Zu erledigen »
1) Filtere aus den Datensätzen jede Zeile heraus, die die Zeichenfolge "chapel" enthält, und gib diese Zeilen wieder. Groß- und Kleinschreibung zählt dabei.
2) Führe den Textauszug über Pynchon und die Konkurrenz durch das Netz im gleichen Stil weiter, beginnend nach seinem letzten Satz.

Textauszug »
Es ist, als ob die Realität mit Pynchon nun endlich Schritt halten, sie ihn gar überholen könnte. Pynchons Brain-Candy-Texte schmelzen nun in Zeitlupe auf der Großhirnrinde dahin, wir Leser sind heute Schnelleres gewohnt. Pynchon, der vor 30 Jahren noch als gefährlich irrer Textakrobat seine Zeitgenossen in Atem gehalten hat, wirkt heute wie ein onkelhafter Normalo. So wie er denkt und handelt heute jeder: In Sprüngen, Breaks und Saccaden des mentalen Fokuspunkts. Sein Schicksal ähnelt darin dem eines anderen Autors, den die Zeit auf perfide Weise eingeholt hat, indem sie seine Visionen voll validierte: dem Cyberspace-Erfinder William Gibson.
Buch vs. Gesamttext
Kann es ein Einzelautor, auch ein Gigant wie Pynchon, überhaupt noch mit einem Schwarm kongenialer Twitterfreaks und Blogger aufnehmen? Ein halbwegs guter Abend im Stream funktioniert genau so wie "Bleeding Edge": Schnelle harte Sprüche von Co-Nerds, Links in die abgefahreneren Gegenden des Webs, Ideen, Gags, Artikel, todernste Hintergründe, alles innerhalb weniger Sekunden überlagert und aktualisiert, ein nachglühender Palimpsest im neuronalen Netz. Kann der als Roman formatierte Elektrotext im Kindle-Fenster noch mit dem aufmerksamkeitsheischenden Toben in Browsern und Messengern ringsrum mithalten?
"There's a party in my mind... And it never stops", sangen einst die Talking Heads. Wegen seines Kopierschutzes kann auch der Pynchon-Text nur über Umwege mit der großen Brain Party im Netz in Resonanz gehen. Die Binnenkomplexität des hochverdichteten Texts steht gegen die im Netz nun endlich greifbare monströse Selbst-Erzählung.

Vorliegende Datensätze »
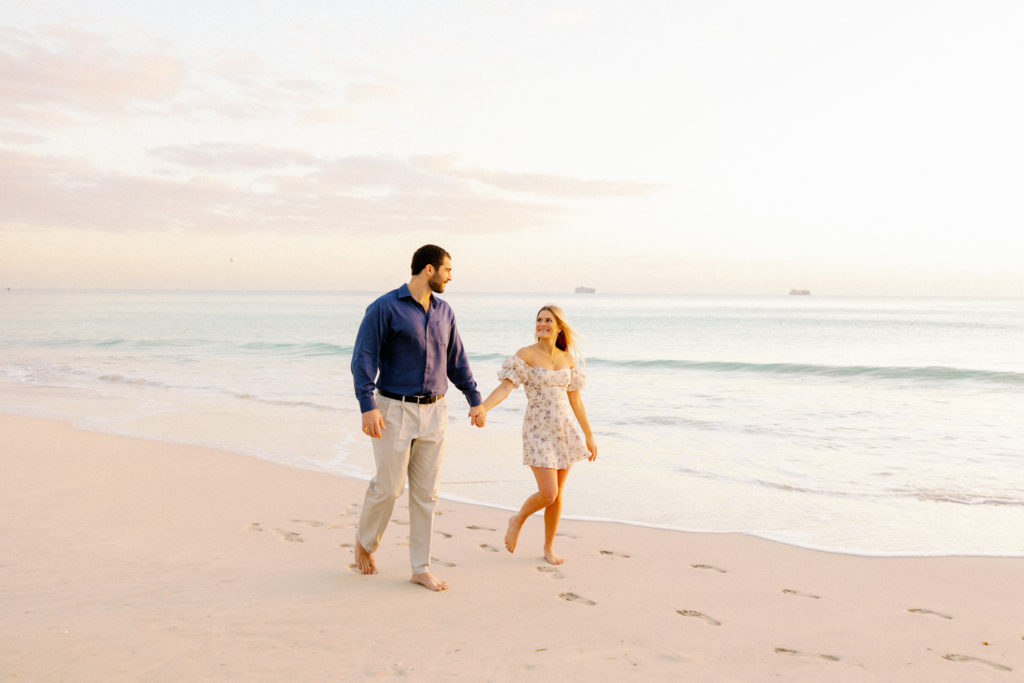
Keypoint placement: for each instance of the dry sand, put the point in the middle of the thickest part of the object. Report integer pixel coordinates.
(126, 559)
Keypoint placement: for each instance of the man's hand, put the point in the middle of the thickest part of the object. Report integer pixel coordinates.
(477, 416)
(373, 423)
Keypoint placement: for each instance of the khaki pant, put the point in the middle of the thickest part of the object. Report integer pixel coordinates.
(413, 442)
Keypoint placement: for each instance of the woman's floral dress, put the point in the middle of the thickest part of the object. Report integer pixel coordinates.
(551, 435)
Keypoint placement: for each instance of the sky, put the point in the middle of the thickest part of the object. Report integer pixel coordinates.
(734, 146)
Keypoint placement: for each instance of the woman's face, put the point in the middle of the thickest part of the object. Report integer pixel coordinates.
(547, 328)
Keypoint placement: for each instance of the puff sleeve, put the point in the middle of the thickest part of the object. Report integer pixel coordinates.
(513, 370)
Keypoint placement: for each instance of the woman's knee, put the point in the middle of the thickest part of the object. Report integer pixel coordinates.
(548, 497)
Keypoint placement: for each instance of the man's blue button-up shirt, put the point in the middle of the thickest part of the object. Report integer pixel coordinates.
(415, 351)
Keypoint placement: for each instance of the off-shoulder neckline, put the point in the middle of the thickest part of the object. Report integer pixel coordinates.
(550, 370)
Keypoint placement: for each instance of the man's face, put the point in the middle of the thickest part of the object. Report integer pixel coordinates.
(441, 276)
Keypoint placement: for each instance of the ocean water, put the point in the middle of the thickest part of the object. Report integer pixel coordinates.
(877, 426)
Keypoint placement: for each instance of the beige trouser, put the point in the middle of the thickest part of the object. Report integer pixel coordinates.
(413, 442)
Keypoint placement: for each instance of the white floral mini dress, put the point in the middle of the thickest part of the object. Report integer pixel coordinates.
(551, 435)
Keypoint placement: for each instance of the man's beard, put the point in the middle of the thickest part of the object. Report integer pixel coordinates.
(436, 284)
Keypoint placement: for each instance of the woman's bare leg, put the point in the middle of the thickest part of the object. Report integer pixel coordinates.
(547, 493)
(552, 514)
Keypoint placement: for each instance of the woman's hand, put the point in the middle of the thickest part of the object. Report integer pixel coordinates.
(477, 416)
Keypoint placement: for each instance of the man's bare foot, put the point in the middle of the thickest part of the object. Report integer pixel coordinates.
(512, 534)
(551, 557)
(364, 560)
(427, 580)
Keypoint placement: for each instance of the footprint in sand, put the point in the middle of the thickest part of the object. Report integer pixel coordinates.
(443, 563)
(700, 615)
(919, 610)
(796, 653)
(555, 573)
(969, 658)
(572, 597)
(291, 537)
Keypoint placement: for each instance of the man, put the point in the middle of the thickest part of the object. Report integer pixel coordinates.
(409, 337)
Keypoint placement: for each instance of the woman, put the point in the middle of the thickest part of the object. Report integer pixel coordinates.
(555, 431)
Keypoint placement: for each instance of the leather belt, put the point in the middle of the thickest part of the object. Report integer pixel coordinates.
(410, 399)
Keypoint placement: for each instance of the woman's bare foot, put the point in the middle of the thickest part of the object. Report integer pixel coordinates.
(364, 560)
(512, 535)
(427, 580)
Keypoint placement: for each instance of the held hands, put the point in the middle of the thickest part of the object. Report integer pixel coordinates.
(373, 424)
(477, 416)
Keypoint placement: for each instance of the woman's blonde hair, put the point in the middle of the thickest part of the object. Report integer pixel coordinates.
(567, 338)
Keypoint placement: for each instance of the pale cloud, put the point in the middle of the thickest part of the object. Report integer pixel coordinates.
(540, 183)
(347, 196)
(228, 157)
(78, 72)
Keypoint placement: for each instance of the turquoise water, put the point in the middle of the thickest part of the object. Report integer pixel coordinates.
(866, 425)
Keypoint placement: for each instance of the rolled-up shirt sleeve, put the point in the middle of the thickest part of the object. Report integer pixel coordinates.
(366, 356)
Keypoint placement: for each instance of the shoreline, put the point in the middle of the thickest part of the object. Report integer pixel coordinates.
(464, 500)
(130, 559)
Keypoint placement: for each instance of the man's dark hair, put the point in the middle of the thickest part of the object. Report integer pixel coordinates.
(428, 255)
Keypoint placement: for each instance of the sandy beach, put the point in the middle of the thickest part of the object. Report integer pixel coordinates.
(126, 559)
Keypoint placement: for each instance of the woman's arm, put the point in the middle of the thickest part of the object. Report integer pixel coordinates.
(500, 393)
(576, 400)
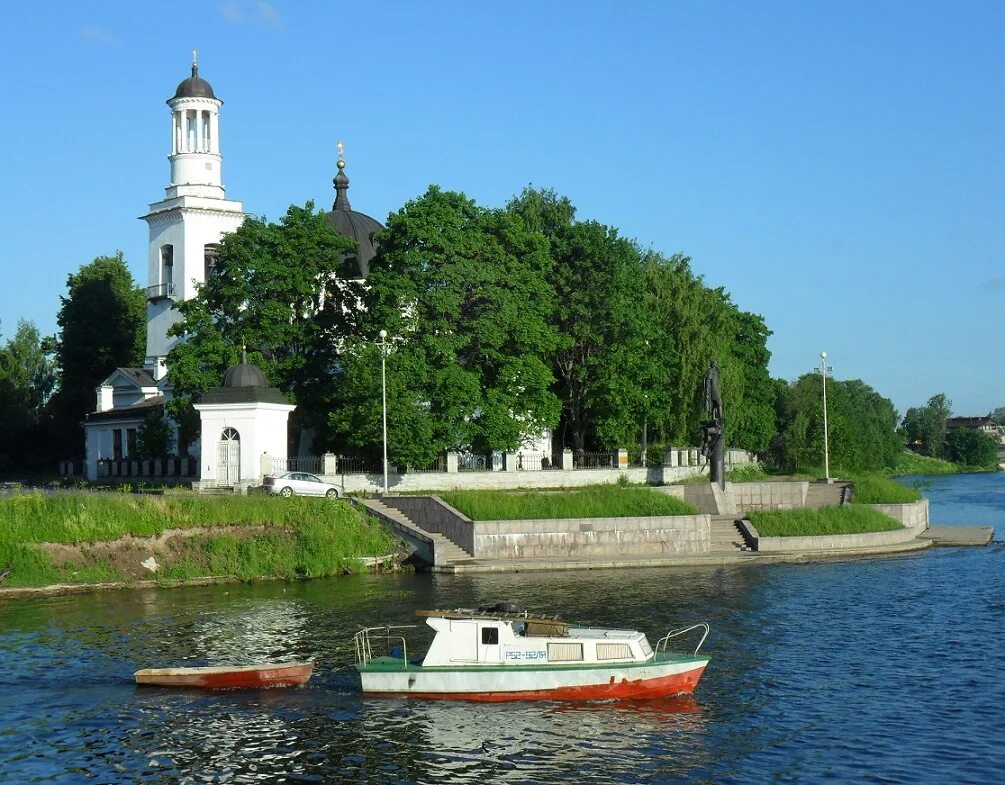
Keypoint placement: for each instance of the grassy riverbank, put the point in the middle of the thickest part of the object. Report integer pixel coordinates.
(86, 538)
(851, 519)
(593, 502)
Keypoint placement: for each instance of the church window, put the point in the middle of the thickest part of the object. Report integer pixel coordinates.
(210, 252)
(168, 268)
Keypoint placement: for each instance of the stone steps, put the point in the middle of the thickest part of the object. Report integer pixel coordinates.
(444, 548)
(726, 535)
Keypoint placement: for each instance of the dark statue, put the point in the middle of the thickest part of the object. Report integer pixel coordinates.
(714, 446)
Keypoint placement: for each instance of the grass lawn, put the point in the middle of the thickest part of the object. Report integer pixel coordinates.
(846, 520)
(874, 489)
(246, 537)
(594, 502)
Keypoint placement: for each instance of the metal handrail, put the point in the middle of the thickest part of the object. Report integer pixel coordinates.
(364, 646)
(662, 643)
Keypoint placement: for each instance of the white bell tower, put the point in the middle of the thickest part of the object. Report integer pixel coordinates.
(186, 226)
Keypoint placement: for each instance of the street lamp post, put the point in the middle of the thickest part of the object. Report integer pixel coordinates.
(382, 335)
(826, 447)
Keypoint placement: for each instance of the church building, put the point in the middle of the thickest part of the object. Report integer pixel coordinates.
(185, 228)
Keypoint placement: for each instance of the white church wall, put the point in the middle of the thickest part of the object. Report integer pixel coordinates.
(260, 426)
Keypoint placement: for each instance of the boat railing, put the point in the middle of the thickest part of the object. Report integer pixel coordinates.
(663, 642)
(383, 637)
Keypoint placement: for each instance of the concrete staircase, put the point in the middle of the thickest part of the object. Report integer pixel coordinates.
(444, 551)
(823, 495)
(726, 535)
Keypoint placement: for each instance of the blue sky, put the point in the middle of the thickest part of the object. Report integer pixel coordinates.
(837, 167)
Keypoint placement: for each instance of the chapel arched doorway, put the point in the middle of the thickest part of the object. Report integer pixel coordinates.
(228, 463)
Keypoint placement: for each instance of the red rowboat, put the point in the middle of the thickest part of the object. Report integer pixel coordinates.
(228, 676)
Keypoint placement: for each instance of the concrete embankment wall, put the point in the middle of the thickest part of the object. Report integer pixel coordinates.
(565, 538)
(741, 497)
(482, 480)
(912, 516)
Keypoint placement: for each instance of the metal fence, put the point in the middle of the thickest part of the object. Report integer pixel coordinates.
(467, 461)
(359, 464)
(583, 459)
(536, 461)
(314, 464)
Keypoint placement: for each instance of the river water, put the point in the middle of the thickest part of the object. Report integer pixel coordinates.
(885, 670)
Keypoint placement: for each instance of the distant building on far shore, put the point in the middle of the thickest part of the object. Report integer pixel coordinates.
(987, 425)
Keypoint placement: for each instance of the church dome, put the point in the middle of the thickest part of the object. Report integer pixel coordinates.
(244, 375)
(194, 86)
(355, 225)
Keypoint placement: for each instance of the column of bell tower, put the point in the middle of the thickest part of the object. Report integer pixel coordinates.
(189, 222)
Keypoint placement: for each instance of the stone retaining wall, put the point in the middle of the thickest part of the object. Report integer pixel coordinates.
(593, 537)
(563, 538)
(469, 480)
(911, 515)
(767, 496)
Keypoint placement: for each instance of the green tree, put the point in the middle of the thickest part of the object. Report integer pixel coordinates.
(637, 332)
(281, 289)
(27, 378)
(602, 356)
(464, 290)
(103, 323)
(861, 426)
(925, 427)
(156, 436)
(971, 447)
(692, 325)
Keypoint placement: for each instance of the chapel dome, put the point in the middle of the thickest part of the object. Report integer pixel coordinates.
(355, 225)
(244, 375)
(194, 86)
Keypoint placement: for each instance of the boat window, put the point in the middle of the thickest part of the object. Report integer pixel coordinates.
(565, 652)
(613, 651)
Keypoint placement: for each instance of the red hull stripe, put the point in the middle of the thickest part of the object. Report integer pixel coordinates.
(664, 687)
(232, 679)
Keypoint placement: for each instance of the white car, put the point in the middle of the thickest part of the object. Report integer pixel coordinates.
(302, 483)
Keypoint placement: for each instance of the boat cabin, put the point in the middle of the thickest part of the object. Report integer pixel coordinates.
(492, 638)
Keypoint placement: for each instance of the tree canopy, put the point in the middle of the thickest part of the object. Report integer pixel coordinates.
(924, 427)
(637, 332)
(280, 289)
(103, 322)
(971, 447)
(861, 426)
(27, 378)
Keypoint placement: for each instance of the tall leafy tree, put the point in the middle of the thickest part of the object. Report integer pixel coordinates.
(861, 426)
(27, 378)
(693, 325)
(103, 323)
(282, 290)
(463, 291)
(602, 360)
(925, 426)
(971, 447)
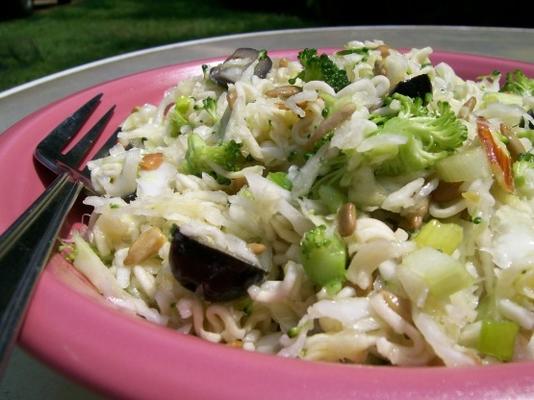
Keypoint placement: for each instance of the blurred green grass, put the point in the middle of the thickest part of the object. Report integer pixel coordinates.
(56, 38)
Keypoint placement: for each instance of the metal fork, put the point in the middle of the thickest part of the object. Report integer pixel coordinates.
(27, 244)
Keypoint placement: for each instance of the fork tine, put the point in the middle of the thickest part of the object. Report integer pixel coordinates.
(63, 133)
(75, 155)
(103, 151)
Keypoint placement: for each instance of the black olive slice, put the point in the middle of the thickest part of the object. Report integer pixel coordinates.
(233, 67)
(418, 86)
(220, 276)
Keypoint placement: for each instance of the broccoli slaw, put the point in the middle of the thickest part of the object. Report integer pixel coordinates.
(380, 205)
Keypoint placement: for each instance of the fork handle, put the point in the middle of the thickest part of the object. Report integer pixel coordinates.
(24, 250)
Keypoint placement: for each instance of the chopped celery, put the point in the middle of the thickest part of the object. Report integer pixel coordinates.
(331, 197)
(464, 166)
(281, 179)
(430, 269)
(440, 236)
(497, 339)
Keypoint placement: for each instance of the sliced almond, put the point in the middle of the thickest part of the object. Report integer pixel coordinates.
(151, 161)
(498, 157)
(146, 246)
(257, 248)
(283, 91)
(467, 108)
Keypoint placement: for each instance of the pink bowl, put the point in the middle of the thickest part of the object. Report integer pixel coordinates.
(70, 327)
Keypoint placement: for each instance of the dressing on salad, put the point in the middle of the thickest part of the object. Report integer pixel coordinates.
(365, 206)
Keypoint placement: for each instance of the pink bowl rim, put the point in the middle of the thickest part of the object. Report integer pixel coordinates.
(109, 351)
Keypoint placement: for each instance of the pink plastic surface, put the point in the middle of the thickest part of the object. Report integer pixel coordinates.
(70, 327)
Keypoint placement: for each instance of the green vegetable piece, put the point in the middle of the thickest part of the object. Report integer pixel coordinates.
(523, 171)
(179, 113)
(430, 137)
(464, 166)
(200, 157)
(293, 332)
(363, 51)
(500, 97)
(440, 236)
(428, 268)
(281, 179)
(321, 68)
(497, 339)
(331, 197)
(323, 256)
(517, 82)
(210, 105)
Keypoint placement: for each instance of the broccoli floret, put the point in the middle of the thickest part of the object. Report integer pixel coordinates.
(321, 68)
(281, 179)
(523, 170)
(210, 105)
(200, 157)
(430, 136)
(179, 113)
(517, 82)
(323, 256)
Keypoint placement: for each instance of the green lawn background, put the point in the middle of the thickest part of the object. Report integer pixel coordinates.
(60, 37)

Erwartete Ergebnisse »
1)
Keypoint placement: for each instance of the chapel arched doorway, put the point in the middle of the thickest part of the object. Report integer pixel coordinates.
Keypoint placement: for each instance of the chapel dome, put the point in the middle of the thickest part of the object. Report integer pixel coordinates.

2)
Dekompression im Rezipienten
Pynchon nimmt in "Bleeding Edge" diese Herausforderung an. Der Roman ist ein ZIP-File, das sich im Gehirn des Lesers auf tausendfache Größe dekomprimiert. Maxine ist eine wunderbare Heldin, die schnellen und trockenen Dialoge mit ihren Freunden und Feinden könnten direkt aus dem Stream sein, Pynchon trifft den Tonfall im Netz genau, hat Techsprech recht gut recherchiert. Zumindest im ersten Drittel hält Pynchon das Tempo, dann, nach Schilderung des 11. Septembers, bricht die Spannung häufig weg, die Handlung zerfällt, als ob der Autor auf die eigene Erzählung keine Lust gehabt hätte. Der Text spiegelt damit aber auch die Ratlosigkeit der Ära. Wenn das Buch eine Botschaft haben sollte, dann eine erzkonservative: Matrilineare Bindungen sind dicker als Wasser und stabiler als alle anderen Links.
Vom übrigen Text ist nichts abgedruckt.